§ Your instructions
Please copy each line from the entries that contains the string "outline".

--------------------------------

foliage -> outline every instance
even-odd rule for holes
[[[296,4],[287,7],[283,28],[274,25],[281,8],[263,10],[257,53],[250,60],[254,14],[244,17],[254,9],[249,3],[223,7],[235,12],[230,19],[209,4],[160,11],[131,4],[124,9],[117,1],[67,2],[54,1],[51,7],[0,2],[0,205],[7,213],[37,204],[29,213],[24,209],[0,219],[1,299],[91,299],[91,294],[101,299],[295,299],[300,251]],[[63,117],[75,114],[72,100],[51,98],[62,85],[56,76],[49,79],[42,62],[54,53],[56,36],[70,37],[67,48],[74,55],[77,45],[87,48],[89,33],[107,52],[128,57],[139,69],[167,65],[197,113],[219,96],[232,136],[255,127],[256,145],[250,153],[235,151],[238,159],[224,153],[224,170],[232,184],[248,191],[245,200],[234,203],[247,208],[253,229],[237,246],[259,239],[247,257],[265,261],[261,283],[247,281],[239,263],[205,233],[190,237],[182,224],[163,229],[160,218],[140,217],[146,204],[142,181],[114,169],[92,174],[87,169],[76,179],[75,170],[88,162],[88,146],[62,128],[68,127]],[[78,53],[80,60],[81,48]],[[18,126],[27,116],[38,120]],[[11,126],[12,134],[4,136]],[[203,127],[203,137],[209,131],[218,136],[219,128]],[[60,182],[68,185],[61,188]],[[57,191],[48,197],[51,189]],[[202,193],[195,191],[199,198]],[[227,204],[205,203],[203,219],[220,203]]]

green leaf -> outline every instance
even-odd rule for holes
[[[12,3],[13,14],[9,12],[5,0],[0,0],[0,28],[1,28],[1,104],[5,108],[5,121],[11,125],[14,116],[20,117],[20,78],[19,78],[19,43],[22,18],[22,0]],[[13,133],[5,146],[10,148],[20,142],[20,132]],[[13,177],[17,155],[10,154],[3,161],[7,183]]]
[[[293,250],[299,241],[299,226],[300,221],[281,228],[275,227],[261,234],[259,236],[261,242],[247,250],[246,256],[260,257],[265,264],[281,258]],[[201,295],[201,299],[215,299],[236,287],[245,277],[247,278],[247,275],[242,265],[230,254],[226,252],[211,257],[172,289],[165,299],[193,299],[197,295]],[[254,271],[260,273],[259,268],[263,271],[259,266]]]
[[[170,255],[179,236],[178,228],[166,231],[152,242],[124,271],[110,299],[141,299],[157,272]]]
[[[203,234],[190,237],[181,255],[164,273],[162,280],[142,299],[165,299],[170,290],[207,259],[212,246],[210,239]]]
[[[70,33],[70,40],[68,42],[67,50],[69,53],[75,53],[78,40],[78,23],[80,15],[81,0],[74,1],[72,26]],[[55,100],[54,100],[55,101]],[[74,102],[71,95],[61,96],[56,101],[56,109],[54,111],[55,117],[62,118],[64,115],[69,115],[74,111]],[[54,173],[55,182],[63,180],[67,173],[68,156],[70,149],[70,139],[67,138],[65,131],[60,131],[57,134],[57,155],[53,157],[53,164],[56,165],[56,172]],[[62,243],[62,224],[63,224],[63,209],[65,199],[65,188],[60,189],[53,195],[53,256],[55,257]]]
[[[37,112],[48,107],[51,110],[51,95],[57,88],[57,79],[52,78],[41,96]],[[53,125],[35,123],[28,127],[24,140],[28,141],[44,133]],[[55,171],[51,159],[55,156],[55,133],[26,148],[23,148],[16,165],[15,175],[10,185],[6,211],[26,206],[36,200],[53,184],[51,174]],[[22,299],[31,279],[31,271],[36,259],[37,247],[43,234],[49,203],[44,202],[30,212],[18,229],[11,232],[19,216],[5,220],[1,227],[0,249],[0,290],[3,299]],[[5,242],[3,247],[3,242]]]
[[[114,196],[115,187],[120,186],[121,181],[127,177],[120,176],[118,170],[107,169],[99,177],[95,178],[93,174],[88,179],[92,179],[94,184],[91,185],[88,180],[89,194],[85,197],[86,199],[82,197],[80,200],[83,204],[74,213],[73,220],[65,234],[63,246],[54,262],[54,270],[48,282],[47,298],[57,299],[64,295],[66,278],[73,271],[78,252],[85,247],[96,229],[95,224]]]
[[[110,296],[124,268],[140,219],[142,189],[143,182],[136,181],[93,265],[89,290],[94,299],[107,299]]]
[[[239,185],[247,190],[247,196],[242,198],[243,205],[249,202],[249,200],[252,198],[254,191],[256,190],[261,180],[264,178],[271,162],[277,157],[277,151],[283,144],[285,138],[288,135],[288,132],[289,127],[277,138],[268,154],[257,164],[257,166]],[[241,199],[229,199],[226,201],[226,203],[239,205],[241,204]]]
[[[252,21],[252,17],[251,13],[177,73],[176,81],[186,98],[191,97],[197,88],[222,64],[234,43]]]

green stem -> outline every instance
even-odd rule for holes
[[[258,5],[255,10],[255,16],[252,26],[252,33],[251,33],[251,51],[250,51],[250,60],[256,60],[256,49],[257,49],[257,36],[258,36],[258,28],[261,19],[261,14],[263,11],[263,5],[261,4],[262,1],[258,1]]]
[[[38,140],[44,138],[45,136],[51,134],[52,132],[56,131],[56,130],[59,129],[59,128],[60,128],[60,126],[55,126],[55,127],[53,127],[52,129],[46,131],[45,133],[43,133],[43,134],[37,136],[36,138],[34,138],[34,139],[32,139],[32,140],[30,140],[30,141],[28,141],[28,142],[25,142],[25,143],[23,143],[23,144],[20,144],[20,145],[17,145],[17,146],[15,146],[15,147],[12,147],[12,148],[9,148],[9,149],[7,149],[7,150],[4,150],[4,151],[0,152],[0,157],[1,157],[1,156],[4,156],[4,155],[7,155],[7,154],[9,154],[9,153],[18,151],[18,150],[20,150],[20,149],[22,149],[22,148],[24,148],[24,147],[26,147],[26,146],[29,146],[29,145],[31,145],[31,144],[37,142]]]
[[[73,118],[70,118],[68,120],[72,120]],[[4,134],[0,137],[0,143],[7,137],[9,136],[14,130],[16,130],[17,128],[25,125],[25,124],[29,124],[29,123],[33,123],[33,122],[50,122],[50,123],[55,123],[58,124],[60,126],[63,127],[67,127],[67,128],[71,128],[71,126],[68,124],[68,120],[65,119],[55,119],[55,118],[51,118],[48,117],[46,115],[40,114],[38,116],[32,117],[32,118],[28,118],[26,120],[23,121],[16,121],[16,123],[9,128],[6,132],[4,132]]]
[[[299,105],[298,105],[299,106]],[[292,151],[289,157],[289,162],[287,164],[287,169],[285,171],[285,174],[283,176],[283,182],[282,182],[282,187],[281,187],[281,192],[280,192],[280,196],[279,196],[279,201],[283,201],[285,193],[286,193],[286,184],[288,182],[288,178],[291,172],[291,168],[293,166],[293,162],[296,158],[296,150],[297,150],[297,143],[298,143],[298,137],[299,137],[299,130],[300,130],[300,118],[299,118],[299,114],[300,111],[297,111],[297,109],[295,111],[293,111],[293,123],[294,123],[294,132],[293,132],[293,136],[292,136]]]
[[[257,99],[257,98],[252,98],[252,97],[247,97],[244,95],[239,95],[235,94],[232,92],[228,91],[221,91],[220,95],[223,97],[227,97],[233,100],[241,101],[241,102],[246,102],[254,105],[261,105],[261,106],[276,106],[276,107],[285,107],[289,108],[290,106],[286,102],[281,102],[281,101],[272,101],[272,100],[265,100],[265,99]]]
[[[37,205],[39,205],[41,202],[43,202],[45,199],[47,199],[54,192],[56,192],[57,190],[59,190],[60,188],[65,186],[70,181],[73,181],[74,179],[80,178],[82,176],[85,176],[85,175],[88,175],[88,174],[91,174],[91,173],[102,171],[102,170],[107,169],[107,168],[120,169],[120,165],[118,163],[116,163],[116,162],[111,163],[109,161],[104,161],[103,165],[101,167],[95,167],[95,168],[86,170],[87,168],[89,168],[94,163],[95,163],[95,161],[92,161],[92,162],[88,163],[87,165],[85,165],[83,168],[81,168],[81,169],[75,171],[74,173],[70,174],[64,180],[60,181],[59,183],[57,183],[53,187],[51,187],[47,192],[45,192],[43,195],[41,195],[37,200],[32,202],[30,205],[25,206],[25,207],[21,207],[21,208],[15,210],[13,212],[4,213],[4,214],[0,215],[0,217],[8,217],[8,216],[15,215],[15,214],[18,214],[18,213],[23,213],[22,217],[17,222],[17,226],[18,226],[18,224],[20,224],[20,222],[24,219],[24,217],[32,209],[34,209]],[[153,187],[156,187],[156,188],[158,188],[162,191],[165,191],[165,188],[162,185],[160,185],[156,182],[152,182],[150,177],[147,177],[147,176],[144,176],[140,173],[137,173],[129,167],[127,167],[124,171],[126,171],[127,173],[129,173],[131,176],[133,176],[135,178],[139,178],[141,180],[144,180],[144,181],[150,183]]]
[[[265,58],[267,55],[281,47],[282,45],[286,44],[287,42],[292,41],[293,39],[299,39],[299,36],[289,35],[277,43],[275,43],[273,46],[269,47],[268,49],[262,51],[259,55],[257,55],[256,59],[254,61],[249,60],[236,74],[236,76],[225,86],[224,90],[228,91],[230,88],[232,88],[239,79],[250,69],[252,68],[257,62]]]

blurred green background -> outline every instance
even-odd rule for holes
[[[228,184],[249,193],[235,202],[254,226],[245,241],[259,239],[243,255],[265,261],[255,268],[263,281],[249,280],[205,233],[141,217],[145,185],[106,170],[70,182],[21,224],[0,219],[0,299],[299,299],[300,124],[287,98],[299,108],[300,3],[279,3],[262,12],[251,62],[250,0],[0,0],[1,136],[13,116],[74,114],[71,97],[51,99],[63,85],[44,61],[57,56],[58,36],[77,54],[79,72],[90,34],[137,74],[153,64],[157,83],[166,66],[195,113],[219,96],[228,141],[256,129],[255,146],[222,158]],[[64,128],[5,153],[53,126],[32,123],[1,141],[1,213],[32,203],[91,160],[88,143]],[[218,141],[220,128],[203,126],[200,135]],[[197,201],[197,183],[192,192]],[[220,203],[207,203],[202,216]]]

--------------------------------

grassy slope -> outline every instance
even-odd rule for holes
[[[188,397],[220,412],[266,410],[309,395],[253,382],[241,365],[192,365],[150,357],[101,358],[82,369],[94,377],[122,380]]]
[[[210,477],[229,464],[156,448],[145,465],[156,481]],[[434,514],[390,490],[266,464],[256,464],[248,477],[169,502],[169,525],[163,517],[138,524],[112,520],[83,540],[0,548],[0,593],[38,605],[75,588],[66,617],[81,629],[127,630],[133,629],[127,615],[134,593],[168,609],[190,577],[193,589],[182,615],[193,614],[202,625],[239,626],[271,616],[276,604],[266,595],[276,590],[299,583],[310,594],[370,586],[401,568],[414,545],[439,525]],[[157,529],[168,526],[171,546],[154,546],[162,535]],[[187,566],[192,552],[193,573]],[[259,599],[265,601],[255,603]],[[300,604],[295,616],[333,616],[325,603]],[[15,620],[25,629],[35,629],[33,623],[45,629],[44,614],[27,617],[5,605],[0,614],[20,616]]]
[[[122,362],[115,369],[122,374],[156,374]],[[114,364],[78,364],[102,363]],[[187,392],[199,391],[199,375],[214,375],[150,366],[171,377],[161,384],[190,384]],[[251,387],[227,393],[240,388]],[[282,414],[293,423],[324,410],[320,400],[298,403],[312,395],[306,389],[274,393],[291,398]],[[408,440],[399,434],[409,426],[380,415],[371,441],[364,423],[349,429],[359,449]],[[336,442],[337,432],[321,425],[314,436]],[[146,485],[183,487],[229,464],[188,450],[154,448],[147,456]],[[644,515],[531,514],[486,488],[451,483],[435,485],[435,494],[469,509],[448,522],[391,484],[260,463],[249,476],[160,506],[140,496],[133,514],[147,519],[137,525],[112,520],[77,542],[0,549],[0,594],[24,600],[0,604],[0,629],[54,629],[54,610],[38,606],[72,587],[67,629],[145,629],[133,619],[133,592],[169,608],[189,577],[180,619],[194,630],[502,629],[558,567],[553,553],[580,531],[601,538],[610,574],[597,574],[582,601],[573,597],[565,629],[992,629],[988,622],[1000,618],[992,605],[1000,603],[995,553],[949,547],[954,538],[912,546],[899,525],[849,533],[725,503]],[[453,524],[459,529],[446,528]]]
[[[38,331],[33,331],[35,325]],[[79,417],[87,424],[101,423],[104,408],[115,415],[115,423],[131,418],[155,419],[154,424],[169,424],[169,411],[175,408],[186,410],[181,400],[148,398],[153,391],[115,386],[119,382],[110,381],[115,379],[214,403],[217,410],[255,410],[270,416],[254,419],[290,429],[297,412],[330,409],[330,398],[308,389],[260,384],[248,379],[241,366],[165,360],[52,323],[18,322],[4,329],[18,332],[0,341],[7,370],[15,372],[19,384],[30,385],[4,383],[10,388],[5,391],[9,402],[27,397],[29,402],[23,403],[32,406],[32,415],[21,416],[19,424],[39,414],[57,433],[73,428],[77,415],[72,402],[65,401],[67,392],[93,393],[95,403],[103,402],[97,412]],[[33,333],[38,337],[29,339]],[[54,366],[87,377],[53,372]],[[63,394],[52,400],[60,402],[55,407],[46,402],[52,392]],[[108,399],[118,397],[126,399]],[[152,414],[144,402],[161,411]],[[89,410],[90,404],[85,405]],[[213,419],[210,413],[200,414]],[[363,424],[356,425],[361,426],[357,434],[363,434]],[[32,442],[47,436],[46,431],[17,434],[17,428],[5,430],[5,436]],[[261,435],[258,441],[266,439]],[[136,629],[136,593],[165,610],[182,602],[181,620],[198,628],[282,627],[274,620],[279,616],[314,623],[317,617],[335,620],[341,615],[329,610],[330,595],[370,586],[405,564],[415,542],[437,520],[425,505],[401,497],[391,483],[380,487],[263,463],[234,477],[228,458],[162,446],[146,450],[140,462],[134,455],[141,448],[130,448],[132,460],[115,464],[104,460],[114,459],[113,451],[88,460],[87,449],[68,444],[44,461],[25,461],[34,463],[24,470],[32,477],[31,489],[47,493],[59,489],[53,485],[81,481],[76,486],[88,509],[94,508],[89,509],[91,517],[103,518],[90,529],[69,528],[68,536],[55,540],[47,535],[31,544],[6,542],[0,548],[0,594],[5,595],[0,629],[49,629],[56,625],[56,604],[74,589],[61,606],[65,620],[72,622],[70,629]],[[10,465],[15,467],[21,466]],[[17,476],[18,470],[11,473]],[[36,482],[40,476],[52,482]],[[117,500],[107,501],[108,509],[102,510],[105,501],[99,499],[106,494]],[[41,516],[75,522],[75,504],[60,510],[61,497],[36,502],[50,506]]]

--------------------------------

§ Finished task
foliage -> outline every instance
green leaf -> outline every instance
green stem -> outline every instance
blurred green background -> outline every instance
grassy slope -> outline every instance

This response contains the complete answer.